Die Anti-Kotzpflaster wirken und nebenwirken. Auf
einmal bin ich weitsichtig, kann nur noch mit weit
von mir gestreckten Armen lesen.

5.3.07

Seekrank

...bin ich dann doch geworden und habe anderthalb Tage lang kein einziges Mahl behalten können. Gehört ja auch irgendwie dazu.
Minus 2 Grad, waagrechter Schneefall, Windstärke 10: So sind wir an Elephant Island angelandet, wo der britische Polforscher Shackleton monatelang mit seiner Crew in der Schraubzwinge des Eises ausharren musste. Wir fahren mal eben eine kurze Spritztour mit dem Schlauchboot und werden dann an Bord mit heißer Bouillon, mit Sauna und mit Fußbädern empfangen. Raumschiff "Hanseatic".
Der Rhythmus auf einem Kreuzfahrtschiff ist definiert durch die Mahlzeiten: ab 7 Frühstück, ab 11 Bouillon, ab 12.30 mittag, ab 16 Kaffee, ab 19 Abendessen, 23 Uhr Nachtmahl. Um dem entgegenzuwirken, gibt es ein Gym. Auf dem Laufband torkelt man eher, als dass man läuft, auf dem Stepper stoße ich mit dem Kopf an der Decke an. Aber man gewöhnt sich an alles.
Die Eisberge werden nun schon seltener, wir fahren Richtung Südgeorgien. Ahoi!

Aufgabensammlung -
a – Schreiben Sie aus dem Lesetext den Abschnitt von „Der Rhythmus auf“ bis „Richtung Südgeorgien. Ahoi!“ wortgetreu ab.
b – Welche Windstärke herrschte laut Lesetext bei der Anlandung an Elephant Island?

Inhalt des Datensatzes -
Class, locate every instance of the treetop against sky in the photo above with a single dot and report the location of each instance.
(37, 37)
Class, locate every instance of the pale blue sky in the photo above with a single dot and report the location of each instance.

Antworten nach Aufgaben -
a –
Der Rhythmus auf einem Kreuzfahrtschiff ist definiert durch die Mahlzeiten: ab 7 Frühstück, ab 11 Bouillon, ab 12.30 mittag, ab 16 Kaffee, ab 19 Abendessen, 23 Uhr Nachtmahl. Um dem entgegenzuwirken, gibt es ein Gym. Auf dem Laufband torkelt man eher, als dass man läuft, auf dem Stepper stoße ich mit dem Kopf an der Decke an. Aber man gewöhnt sich an alles.
Die Eisberge werden nun schon seltener, wir fahren Richtung Südgeorgien. Ahoi!

b – Windstärke 10.